▶ MATERIAL PROVIDED:
○ ○ ○

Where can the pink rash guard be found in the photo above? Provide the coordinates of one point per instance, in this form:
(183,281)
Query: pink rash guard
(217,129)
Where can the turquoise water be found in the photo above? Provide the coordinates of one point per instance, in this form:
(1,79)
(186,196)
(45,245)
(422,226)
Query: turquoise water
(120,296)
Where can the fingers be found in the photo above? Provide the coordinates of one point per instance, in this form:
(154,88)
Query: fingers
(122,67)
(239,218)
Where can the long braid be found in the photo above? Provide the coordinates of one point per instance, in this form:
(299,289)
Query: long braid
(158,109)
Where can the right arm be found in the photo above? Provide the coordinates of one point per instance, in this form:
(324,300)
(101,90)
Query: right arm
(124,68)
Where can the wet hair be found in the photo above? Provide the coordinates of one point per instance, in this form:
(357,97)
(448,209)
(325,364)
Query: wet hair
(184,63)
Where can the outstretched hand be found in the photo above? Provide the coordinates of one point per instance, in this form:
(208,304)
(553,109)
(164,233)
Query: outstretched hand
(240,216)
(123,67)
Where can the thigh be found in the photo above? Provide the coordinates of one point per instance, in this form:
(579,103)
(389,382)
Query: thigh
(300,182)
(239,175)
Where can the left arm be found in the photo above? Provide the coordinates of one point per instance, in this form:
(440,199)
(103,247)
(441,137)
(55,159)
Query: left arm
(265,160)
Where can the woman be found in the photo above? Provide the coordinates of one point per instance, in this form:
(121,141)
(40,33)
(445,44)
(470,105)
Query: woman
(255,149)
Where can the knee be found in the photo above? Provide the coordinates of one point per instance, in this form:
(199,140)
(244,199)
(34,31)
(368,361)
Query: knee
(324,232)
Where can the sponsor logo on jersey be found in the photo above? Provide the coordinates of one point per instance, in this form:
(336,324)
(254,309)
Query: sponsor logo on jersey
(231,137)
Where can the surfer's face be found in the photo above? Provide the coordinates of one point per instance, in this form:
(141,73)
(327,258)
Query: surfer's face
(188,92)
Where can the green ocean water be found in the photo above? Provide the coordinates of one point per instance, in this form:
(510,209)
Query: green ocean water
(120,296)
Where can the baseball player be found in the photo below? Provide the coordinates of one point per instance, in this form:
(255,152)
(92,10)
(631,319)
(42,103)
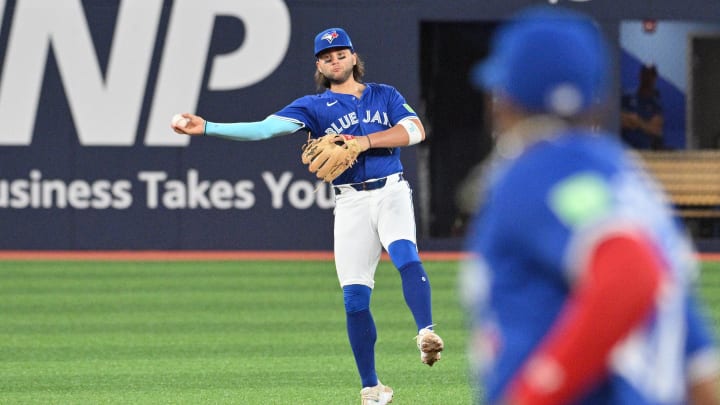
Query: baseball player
(374,207)
(582,279)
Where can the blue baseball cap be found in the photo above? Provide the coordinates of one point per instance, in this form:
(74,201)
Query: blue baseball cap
(547,59)
(332,38)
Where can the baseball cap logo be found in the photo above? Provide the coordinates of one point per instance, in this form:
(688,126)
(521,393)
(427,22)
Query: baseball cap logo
(330,36)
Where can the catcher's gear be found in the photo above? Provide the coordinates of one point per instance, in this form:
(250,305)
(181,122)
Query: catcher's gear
(330,155)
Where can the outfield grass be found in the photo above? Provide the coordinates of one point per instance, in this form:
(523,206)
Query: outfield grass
(211,333)
(219,333)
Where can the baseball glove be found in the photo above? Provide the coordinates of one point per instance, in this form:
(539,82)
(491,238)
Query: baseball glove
(330,155)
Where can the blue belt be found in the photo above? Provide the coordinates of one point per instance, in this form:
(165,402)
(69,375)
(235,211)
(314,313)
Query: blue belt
(368,185)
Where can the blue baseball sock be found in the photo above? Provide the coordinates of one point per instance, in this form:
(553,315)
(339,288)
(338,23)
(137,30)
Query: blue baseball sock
(361,331)
(416,290)
(416,286)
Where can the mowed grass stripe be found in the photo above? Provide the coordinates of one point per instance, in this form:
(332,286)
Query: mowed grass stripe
(211,332)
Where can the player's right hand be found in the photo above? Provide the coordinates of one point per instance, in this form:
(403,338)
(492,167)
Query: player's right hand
(193,125)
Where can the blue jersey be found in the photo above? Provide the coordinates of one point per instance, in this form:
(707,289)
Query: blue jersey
(542,214)
(380,108)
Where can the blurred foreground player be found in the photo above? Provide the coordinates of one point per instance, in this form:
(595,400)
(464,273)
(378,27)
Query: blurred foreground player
(580,282)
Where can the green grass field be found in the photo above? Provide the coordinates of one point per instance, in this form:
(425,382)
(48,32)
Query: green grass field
(219,333)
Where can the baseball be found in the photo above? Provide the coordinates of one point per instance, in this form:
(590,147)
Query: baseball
(180,121)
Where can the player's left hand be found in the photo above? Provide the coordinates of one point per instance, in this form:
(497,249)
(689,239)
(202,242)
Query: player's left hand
(330,155)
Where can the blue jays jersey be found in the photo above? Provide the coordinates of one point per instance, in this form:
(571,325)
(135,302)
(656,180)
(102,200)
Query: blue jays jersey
(380,108)
(541,217)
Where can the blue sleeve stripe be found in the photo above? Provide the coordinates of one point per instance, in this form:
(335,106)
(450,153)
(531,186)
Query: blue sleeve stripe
(270,127)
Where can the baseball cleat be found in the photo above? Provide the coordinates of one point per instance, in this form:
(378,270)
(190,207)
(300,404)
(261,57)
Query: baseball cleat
(430,345)
(377,395)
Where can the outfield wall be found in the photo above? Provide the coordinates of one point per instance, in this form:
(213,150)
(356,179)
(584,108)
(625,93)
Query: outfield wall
(87,89)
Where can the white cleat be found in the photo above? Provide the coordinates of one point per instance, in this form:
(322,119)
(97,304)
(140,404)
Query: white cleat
(430,345)
(377,395)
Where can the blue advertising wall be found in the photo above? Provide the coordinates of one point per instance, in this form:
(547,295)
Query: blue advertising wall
(87,90)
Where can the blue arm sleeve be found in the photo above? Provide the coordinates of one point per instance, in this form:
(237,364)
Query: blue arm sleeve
(252,131)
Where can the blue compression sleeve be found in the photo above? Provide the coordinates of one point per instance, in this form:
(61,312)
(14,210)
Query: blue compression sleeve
(252,131)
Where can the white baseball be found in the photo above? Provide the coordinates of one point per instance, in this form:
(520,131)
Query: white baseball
(180,121)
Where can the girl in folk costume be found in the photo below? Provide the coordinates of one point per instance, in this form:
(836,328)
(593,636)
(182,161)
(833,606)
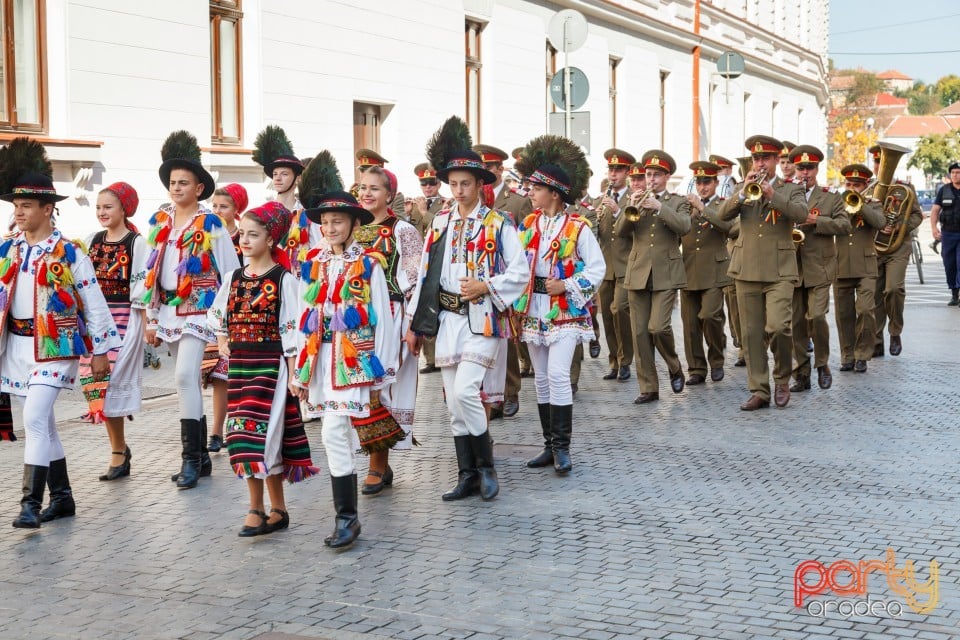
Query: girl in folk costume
(351,347)
(255,319)
(566,267)
(400,245)
(471,271)
(119,256)
(228,203)
(52,312)
(190,255)
(274,152)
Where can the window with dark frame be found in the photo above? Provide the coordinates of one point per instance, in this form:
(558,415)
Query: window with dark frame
(226,80)
(22,66)
(472,30)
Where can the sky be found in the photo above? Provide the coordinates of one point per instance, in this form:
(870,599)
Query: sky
(859,27)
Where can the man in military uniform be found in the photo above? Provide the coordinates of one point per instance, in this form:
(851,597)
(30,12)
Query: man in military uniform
(370,158)
(787,169)
(654,272)
(505,199)
(421,215)
(856,275)
(614,307)
(764,265)
(817,265)
(706,261)
(891,292)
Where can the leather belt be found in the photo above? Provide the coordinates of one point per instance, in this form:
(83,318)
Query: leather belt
(20,327)
(452,302)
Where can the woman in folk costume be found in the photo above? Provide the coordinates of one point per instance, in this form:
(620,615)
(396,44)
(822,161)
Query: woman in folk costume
(400,245)
(350,349)
(255,318)
(191,254)
(566,267)
(471,271)
(119,256)
(274,152)
(228,203)
(52,312)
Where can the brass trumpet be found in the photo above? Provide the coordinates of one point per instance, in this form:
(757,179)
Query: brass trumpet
(632,211)
(752,190)
(852,202)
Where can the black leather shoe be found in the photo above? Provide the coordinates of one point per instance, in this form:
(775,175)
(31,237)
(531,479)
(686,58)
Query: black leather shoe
(802,384)
(896,347)
(824,377)
(676,381)
(386,480)
(262,528)
(594,348)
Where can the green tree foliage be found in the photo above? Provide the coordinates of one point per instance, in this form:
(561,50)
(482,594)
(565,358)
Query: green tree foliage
(935,152)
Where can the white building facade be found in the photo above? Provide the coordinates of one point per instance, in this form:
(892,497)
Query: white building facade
(102,82)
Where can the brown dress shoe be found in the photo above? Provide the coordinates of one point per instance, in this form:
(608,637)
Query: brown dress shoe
(754,402)
(781,394)
(895,345)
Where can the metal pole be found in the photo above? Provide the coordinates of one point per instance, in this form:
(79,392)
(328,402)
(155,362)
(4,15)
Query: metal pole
(567,82)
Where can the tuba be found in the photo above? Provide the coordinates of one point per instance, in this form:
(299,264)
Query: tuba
(897,199)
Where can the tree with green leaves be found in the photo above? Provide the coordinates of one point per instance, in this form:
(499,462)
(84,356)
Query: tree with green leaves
(935,152)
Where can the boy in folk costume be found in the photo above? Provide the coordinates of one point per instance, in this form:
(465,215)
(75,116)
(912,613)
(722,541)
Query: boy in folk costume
(191,254)
(274,152)
(51,312)
(255,319)
(351,347)
(471,271)
(400,245)
(566,267)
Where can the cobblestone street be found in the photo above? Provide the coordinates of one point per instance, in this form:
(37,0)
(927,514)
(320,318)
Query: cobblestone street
(684,519)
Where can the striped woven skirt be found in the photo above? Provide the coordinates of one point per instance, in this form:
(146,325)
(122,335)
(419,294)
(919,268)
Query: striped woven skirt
(265,434)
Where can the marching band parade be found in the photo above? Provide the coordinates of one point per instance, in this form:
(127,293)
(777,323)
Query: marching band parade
(319,304)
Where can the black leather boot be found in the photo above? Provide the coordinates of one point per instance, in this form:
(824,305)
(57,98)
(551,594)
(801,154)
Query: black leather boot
(347,525)
(545,458)
(206,465)
(190,437)
(34,480)
(561,420)
(483,456)
(467,479)
(61,496)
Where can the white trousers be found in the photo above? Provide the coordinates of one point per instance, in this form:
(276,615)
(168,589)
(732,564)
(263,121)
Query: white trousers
(551,366)
(188,352)
(43,442)
(338,441)
(462,384)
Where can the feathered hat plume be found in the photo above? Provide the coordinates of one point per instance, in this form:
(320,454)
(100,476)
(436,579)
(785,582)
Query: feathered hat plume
(545,153)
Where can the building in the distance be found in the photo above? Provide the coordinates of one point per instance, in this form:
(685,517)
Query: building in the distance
(102,82)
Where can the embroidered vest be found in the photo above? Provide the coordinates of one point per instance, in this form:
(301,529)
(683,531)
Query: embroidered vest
(564,260)
(59,329)
(197,277)
(381,239)
(112,262)
(352,326)
(253,311)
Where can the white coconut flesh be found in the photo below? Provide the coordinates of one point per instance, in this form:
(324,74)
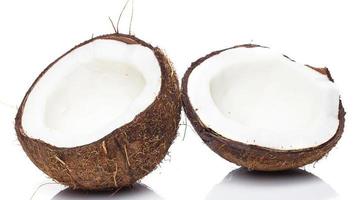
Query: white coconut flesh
(90,92)
(257,96)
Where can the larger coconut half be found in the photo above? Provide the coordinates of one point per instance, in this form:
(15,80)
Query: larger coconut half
(262,110)
(103,115)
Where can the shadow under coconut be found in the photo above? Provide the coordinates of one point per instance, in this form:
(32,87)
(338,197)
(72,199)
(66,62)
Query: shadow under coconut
(290,185)
(136,192)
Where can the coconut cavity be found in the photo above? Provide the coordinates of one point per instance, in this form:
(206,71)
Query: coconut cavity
(90,92)
(103,115)
(257,96)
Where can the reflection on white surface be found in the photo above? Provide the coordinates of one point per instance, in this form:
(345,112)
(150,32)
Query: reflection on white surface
(136,192)
(297,184)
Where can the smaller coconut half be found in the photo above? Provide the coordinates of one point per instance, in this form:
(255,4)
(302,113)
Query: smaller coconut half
(262,110)
(103,115)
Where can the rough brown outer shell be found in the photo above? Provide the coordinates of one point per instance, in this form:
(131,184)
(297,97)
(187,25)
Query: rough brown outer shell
(256,157)
(123,156)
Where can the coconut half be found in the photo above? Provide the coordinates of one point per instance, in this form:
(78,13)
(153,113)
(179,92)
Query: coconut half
(262,110)
(103,115)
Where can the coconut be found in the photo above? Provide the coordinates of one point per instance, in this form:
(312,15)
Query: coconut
(103,115)
(262,110)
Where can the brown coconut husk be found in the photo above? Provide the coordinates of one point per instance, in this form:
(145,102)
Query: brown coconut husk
(123,156)
(256,157)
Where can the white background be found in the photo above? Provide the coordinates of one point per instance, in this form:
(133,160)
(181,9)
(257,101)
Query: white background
(34,33)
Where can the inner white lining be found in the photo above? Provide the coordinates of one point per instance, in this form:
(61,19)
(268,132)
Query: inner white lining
(90,92)
(257,96)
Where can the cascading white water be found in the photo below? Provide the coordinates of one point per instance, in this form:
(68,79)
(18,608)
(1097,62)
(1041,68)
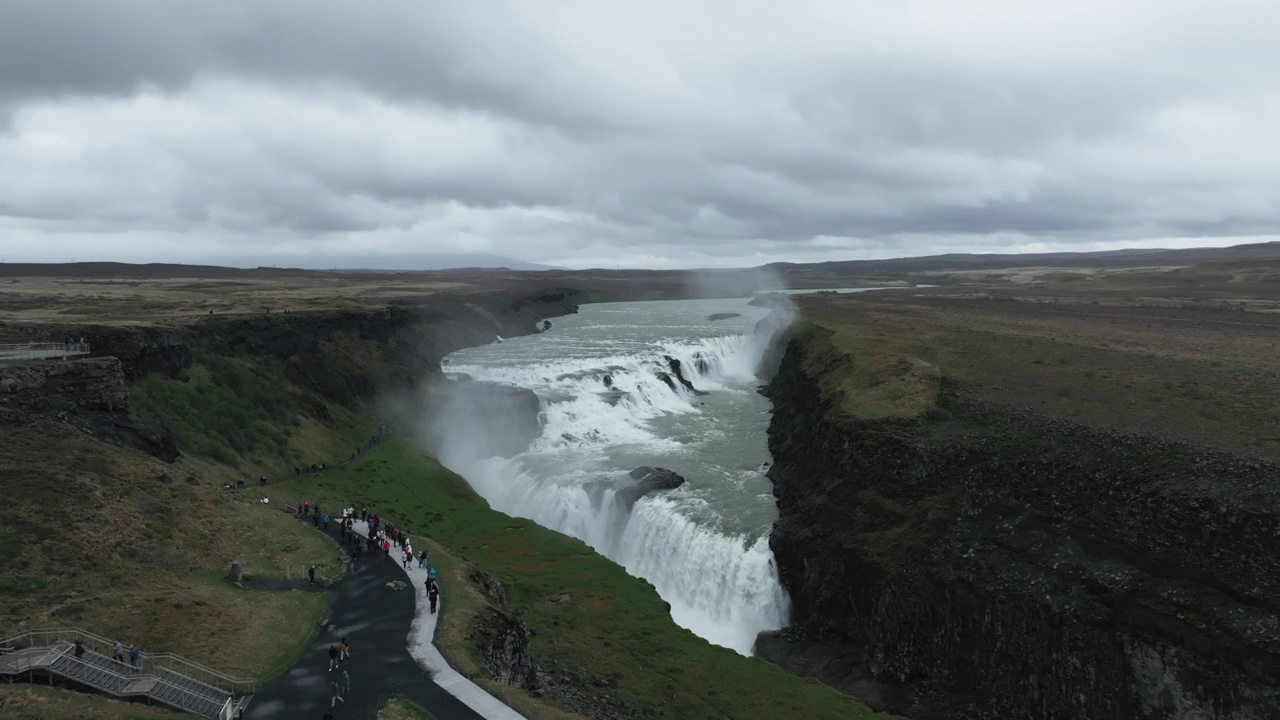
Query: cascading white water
(607,409)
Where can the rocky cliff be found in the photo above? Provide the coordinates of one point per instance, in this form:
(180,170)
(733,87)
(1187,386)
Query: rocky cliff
(87,393)
(415,335)
(344,356)
(1001,564)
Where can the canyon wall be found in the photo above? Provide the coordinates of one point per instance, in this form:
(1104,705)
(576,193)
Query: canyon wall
(1001,564)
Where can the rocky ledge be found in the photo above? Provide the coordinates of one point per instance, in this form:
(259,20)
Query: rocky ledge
(88,393)
(990,563)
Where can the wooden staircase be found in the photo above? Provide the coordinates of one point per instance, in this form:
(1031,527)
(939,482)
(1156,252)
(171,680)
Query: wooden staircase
(159,678)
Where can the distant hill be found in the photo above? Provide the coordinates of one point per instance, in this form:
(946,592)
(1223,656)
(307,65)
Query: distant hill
(977,261)
(383,265)
(493,268)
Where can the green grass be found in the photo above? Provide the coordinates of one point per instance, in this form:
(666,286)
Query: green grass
(616,632)
(227,409)
(402,709)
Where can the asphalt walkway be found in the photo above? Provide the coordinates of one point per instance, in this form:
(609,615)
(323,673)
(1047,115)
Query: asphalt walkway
(425,652)
(375,623)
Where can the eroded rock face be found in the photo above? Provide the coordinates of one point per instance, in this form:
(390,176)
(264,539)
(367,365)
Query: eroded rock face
(1028,568)
(503,642)
(648,481)
(677,370)
(88,393)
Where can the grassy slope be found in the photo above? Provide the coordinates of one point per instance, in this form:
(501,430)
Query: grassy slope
(1207,378)
(615,629)
(129,547)
(401,709)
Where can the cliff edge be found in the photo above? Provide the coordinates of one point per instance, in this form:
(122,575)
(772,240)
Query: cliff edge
(969,556)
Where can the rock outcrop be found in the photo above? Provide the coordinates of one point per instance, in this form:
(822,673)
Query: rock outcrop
(677,370)
(88,393)
(503,642)
(648,481)
(1008,565)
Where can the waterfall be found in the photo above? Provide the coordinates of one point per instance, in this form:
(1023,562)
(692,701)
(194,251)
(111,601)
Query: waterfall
(604,413)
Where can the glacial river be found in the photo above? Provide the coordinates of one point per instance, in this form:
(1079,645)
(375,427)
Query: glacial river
(704,546)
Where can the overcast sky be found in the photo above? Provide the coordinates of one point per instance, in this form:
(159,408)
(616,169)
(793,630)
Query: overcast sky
(598,133)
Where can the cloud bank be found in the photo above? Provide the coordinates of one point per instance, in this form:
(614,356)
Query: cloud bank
(656,135)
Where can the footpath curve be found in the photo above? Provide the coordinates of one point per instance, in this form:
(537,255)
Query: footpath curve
(389,633)
(426,655)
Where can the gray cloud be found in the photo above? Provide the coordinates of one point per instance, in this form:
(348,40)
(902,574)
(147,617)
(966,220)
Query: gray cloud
(658,135)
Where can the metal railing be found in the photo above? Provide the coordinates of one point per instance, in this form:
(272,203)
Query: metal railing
(124,679)
(149,662)
(42,350)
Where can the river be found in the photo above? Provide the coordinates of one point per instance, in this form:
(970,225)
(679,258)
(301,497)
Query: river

○ ○ ○

▶ WHAT NEEDS TO BE DONE: Give back the lines of the listing from the one with "Where can the cliff" through the end, both included, exactly as written and with nothing added.

▶ SOLVED PROBLEM:
Where can the cliff edge be found in the photo above? Provide the coordinates of one point per instance, in this form:
(122,575)
(772,240)
Query: cliff edge
(969,556)
Where can the rock outcrop be found in the photo above? Provide the coordinates of one point per instance, in this form:
(822,673)
Query: rock outcrop
(677,370)
(88,393)
(503,642)
(648,481)
(1008,565)
Where can the waterfall be found in the photo above? Provide the coordinates of one point per instance, in this form:
(1023,562)
(692,701)
(194,251)
(111,601)
Query: waterfall
(604,413)
Where can the glacial river be found in the photo above? Provide the coordinates of one point per instance, in this form:
(1079,645)
(375,427)
Query: glacial river
(704,546)
Where can the overcast sky be found in the photo above? Provide the coordinates of one point per instance, in this form:
(159,408)
(616,169)
(793,630)
Query: overcast sky
(598,133)
Where can the cloud bank be found in the photo above? Provide the coordinates of one point per instance, in this form:
(614,356)
Query: cloud bank
(656,135)
Where can the footpath curve be found in the photo above? Provide the coordinates of one point per instance, in this form:
(537,255)
Query: footpath curve
(389,633)
(426,655)
Where can the gray cloud be found in the photo above? Provide the coordinates of one point per instance, in this form:
(348,40)
(902,574)
(147,617)
(966,220)
Query: gray cloud
(658,135)
Where can the metal railing be found in the photo above? Provide the coordinates of one point per instance, in this form:
(272,203)
Query: metal railing
(124,679)
(149,662)
(42,350)
Where can the river be found in the photo above? Provide the coordinates of one point per instance, in this form:
(970,225)
(679,258)
(301,497)
Query: river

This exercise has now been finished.